# GIVEN REQUEST
Copy out the listing from the line containing "--target patterned tablecloth" through the line containing "Mark the region of every instance of the patterned", with both of those lines included, and reproduce nothing else.
-- Begin DATA SHOWN --
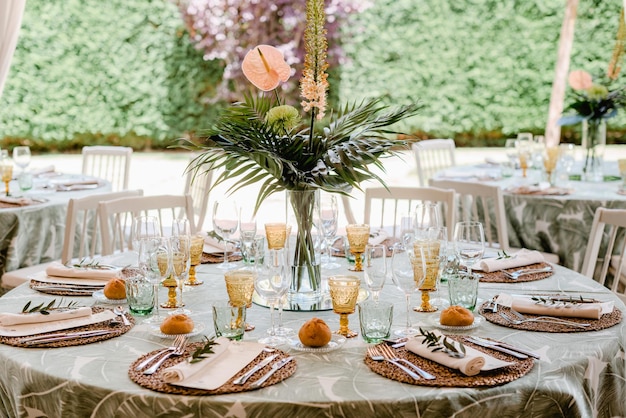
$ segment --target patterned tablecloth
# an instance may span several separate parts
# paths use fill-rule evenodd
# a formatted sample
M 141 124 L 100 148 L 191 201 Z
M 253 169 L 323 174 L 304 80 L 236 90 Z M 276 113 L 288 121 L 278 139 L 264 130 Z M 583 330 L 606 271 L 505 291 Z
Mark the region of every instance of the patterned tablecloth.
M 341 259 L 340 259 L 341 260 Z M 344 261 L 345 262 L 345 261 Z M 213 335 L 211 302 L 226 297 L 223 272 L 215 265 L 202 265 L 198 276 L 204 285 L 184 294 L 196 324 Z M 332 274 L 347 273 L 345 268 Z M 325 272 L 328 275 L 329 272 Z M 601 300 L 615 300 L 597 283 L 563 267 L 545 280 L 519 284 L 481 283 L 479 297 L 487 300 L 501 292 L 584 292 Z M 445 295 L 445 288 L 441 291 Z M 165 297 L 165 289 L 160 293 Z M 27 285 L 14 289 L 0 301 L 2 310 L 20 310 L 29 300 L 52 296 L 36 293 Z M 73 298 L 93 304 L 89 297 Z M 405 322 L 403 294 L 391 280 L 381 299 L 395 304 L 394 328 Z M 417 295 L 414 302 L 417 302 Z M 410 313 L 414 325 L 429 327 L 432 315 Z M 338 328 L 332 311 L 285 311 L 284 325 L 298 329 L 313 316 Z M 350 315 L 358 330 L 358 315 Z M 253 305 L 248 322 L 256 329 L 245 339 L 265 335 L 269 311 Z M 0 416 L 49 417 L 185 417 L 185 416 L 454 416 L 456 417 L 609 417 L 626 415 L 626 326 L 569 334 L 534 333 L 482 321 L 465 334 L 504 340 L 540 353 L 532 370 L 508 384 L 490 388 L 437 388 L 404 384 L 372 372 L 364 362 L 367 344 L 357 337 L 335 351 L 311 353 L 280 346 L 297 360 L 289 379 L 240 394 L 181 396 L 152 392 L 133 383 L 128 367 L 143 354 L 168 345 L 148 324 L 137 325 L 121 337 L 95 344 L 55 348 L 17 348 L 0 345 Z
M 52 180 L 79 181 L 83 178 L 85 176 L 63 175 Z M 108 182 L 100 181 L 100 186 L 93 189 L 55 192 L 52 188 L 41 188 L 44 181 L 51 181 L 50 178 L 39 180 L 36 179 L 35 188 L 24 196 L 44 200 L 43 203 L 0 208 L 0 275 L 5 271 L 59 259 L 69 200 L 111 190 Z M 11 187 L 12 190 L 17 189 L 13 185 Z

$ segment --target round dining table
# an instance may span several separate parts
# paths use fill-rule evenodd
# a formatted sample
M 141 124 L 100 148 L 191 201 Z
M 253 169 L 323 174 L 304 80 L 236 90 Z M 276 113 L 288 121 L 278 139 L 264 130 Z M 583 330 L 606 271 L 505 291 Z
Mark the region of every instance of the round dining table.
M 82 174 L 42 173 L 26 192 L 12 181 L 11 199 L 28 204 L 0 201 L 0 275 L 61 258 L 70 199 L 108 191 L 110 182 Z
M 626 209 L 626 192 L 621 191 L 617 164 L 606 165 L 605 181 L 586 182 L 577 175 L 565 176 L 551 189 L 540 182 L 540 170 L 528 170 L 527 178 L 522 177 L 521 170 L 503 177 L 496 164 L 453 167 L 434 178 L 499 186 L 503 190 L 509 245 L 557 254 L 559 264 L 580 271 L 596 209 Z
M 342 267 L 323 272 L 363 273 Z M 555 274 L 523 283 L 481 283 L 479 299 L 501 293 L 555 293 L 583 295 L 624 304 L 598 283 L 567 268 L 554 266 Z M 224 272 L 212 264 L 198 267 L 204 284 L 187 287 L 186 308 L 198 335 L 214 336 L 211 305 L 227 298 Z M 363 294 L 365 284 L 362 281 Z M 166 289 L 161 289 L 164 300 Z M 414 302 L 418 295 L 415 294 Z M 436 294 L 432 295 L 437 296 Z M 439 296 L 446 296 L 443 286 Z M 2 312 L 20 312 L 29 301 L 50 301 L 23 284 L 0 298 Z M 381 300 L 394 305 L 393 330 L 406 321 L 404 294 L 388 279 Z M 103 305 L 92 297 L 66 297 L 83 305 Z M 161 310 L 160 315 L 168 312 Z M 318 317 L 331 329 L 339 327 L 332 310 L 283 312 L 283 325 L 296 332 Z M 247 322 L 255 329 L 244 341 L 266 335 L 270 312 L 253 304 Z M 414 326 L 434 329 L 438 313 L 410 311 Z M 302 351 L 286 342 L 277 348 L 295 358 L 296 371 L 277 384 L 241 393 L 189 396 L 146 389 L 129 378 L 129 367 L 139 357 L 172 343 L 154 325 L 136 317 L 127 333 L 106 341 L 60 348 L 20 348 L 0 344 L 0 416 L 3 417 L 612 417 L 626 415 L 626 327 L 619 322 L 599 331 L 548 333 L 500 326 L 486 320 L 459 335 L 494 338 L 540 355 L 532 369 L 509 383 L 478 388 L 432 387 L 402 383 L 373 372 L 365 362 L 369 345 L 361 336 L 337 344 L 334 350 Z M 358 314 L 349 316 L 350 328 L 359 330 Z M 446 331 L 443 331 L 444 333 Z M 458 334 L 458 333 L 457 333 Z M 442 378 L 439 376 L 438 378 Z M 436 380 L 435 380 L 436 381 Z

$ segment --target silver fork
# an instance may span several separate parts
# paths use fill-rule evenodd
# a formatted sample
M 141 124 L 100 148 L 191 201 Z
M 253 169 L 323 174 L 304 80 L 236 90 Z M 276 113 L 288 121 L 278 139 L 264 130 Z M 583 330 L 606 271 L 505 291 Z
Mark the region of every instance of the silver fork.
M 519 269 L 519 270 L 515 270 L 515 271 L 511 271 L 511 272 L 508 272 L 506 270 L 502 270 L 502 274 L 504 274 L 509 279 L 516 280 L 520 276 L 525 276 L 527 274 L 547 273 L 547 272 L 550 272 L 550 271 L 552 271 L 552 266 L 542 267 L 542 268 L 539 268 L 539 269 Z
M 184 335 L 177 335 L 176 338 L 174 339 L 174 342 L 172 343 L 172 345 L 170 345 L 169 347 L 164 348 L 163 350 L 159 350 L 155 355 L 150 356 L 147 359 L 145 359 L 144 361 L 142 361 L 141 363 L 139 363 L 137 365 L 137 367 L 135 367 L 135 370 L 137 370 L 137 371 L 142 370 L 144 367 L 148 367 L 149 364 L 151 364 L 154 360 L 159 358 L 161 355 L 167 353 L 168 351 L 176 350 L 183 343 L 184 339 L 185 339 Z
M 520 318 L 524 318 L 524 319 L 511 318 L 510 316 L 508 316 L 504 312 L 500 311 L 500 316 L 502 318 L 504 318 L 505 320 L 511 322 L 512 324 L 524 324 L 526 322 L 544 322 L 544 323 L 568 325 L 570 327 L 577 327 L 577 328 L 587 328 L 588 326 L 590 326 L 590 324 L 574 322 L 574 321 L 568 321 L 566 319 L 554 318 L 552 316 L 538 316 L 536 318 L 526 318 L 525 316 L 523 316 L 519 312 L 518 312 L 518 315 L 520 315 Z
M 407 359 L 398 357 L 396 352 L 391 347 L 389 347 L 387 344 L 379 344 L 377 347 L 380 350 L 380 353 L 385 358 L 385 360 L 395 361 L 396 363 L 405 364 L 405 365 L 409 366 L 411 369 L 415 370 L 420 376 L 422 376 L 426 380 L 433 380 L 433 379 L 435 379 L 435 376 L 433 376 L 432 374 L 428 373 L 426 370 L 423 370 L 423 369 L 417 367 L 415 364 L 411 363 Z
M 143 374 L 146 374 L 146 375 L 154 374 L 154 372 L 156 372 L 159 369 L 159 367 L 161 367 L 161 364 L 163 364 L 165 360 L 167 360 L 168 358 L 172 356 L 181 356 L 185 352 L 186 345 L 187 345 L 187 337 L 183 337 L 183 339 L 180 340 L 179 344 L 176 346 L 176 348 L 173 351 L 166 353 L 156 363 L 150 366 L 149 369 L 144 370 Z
-- End DATA SHOWN --
-- Begin DATA SHOWN --
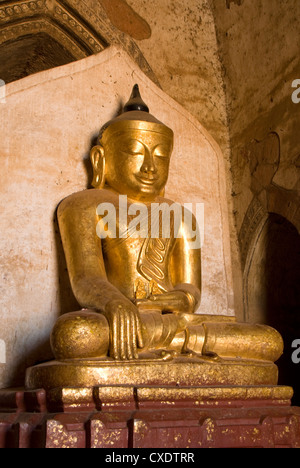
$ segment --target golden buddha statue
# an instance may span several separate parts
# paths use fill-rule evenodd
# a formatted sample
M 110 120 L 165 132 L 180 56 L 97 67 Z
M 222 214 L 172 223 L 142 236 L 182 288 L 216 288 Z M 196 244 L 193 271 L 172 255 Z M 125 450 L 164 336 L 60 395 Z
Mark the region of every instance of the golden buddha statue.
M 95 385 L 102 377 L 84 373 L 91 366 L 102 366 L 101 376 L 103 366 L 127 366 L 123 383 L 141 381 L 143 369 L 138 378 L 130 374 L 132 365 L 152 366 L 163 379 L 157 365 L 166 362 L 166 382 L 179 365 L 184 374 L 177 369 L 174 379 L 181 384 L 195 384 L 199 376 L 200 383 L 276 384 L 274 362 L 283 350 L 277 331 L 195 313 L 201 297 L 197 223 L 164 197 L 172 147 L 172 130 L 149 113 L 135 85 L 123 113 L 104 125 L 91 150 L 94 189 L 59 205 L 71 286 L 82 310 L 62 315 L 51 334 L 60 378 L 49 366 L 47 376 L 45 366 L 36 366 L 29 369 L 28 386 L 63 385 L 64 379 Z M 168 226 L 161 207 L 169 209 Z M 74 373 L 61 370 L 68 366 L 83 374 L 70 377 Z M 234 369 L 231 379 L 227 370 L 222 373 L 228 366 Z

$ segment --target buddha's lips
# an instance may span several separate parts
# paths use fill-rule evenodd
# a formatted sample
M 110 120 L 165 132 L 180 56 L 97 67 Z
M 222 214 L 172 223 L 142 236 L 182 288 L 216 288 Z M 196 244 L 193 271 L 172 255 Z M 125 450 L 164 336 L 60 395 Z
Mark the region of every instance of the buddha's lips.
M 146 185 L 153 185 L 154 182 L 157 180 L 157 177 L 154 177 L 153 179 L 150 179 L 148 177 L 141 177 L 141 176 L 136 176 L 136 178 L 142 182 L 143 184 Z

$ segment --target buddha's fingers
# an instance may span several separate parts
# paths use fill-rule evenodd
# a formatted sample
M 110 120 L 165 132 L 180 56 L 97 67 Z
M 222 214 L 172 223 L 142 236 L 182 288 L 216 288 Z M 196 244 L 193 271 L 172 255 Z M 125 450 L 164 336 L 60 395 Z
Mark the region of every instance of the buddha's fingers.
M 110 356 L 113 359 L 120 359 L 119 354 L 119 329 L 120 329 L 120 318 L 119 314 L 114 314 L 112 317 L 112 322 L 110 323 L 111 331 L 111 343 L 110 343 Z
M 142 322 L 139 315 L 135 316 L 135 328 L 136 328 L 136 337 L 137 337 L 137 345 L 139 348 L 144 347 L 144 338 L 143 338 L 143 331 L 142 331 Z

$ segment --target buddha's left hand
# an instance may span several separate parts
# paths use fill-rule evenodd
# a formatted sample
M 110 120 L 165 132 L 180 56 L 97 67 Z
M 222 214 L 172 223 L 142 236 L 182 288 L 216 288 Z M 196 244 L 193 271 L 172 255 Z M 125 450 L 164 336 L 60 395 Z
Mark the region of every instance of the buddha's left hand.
-- End DATA SHOWN --
# COMPLETED EXERCISE
$ segment --target patterned tablecloth
# an instance may span several separate parts
# paths use fill-rule evenodd
# a formatted sample
M 141 124 L 100 148 L 191 201 Z
M 253 169 L 323 174 L 304 80 L 236 90 Z M 276 113 L 288 121 L 278 139 L 264 130 Z M 583 330 L 606 271 L 505 291 Z
Mark the region of every instance of the patterned tablecloth.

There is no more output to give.